__DOCUMENT EXTRACT__
-----

Buy Mankind Pharma Ltd for the Target Rs 2,980 by Motilal Oswal Financial Services Ltd
Margin beat on operational discipline Post two years of earnings consolidation, growth levers align for a sustained re-acceleration
* Mankind Pharma’s (MANKIND) reported revenue was in line with expectations for 4QFY26. It delivered better-than-expected EBITDA/PAT for the quarter, driven by controlled operational costs, higher other income, and a lower tax rate.
* After almost three quarters of subdued growth in the prescription business (Ex-BSV and Consumer Health), MANKIND revived YoY growth in 4QFY26, led by superior execution across chronic therapies.
* The company also improved YoY growth in BSV’s domestic portfolio, supported by enhanced marketing and promotional efforts.
* Notably, MANKIND has achieved greater efficiency and higher MR productivity, with industry outperformance in select therapies.
* Overall growth was offset to some extent due to moderate growth in exports. Specifically, reduced business in LATAM and leadership changes in the Philippines affected exports for the quarter.
* We largely maintain our earnings estimate for FY27/FY28, with an upward revision in the operating profit largely being offset by a step-up in the effective tax rate. We value MANKIND at 40x 12M forward earnings to arrive at TP of INR2,980.
* After two years of stable earnings, we expect 21% earnings CAGR over FY26- 28, led by:
a) sustained outperformance in chronic therapies
b) normalization of the acute portfolio
c) increasing share of the specialty portfolio
d) better prospects in exports
e) improving operating leverage. Overall growth remains broad-based at therapy and product levels. Reiterate BUY.

-----

__RECORD SET__
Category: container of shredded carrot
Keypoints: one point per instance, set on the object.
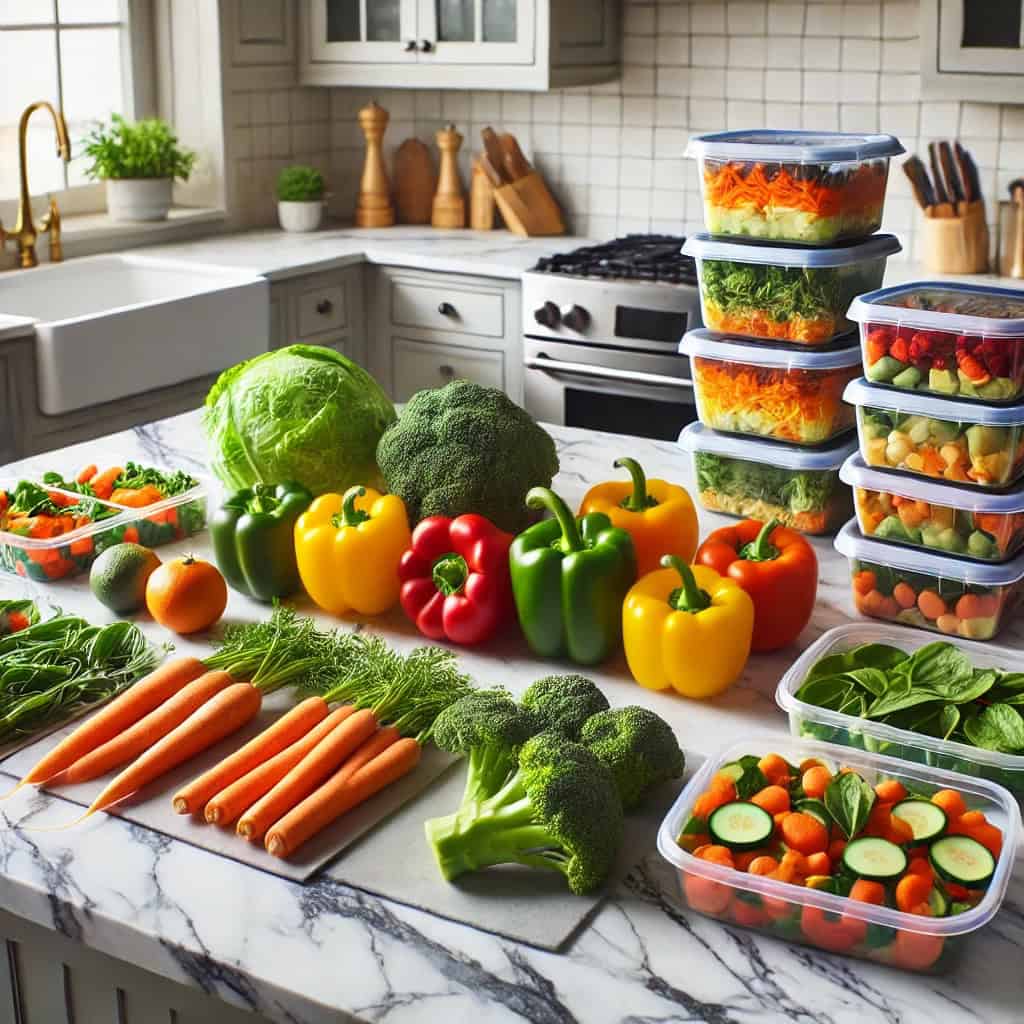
(788, 395)
(811, 187)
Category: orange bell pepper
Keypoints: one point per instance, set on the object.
(776, 566)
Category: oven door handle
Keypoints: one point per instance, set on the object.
(555, 368)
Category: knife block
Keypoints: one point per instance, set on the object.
(956, 245)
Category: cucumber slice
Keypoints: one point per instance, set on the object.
(740, 825)
(927, 820)
(878, 859)
(963, 860)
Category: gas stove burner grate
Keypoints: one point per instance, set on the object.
(635, 257)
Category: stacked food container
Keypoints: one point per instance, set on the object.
(939, 522)
(790, 217)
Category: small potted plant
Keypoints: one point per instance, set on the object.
(139, 163)
(300, 198)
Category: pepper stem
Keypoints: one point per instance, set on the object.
(349, 514)
(450, 573)
(545, 498)
(639, 500)
(761, 549)
(689, 597)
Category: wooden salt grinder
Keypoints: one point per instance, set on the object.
(450, 203)
(374, 209)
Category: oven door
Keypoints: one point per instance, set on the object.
(621, 392)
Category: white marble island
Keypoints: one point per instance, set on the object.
(326, 952)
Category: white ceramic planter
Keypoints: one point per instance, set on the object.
(138, 199)
(300, 216)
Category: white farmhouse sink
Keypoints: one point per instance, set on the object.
(109, 327)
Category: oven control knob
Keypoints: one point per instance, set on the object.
(548, 315)
(577, 318)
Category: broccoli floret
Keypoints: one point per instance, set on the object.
(638, 748)
(488, 727)
(464, 448)
(564, 702)
(559, 811)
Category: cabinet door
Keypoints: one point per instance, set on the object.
(474, 32)
(364, 31)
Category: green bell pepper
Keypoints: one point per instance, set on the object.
(253, 536)
(569, 578)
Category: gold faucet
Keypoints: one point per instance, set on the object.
(26, 229)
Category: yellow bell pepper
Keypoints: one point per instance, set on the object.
(659, 516)
(348, 548)
(695, 637)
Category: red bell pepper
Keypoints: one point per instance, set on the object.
(776, 566)
(455, 579)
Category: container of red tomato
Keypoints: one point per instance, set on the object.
(960, 341)
(758, 840)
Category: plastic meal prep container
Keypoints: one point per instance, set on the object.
(932, 592)
(812, 187)
(821, 723)
(766, 479)
(985, 525)
(954, 340)
(947, 438)
(787, 910)
(793, 395)
(785, 293)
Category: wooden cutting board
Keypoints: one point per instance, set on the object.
(415, 182)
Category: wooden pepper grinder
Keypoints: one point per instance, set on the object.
(450, 203)
(374, 209)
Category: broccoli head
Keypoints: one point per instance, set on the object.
(564, 702)
(637, 747)
(488, 727)
(560, 811)
(464, 448)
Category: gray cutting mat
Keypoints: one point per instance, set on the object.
(153, 807)
(528, 906)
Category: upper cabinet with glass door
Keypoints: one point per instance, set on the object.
(459, 44)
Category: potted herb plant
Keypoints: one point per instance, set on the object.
(300, 198)
(139, 163)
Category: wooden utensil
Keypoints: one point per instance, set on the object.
(415, 182)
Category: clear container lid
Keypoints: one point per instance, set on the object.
(978, 308)
(857, 473)
(995, 801)
(704, 246)
(794, 146)
(861, 392)
(712, 345)
(853, 544)
(697, 437)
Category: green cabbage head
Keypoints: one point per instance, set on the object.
(303, 414)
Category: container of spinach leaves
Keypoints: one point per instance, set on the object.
(952, 705)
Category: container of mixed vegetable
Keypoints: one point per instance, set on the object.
(843, 850)
(762, 479)
(953, 340)
(812, 187)
(787, 395)
(785, 293)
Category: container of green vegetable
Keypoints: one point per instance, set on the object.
(950, 704)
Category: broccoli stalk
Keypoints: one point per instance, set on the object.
(559, 811)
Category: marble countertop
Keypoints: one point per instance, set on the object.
(325, 952)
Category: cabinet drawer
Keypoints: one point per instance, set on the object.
(443, 307)
(420, 365)
(321, 309)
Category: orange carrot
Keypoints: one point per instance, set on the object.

-----

__TASKS AND EXERCISES__
a) Using the Mankind Pharma research note, list the factors it cites as drivers of the expected 21% earnings CAGR over FY26-28.
b) Carry on the Mankind Pharma research note from its final line.

__SOLVED PROBLEMS__
a)
- Sustained outperformance in chronic therapies
- Normalization of the acute portfolio
- Increasing share of the specialty portfolio
- Better prospects in exports
- Improving operating leverage

b)
Cost optimization drives margin expansion and earnings growth
* Sales grew 11.8% YoY to INR34.4b for the quarter (vs est. INR34.3b). ? Gross margin expanded 60bp to 72.2%.
* EBITDA margin expanded 400bp YoY to 27% (vs est. 24.3%), driven by lower employee costs (down 140bp YoY as % of sales) and other expenses (down 200bp YoY as % of sales).
* Accordingly, EBITDA grew at 31.3% YoY to INR9.3b (vs our estimates of INR8.3b).
* Adj. PAT grew 80% YoY to INR5.8b (our est: INR4.4b) due to a significant decline in interest costs.
* Revenue/EBITDA/PAT grew ~17%/18%/5% YoY to ~INR143b/INR36b/INR20b for FY26.
Strong domestic momentum offsets export headwinds
* Domestic business (84% of sales) grew 13.4% YoY to INR28.9b for the quarter, driven by strong growth in the BSV specialty business.
* Prescription business (Rx) (93% of domestic sales) grew 12.9% YoY to INR26.7b, driven by strong performance in chronic therapies
* Consumer business (7% of domestic sales) grew 19.8% YoY to INR2.1b, driven by growth in Manforce, Prega News, Gasofast, and Nimulid.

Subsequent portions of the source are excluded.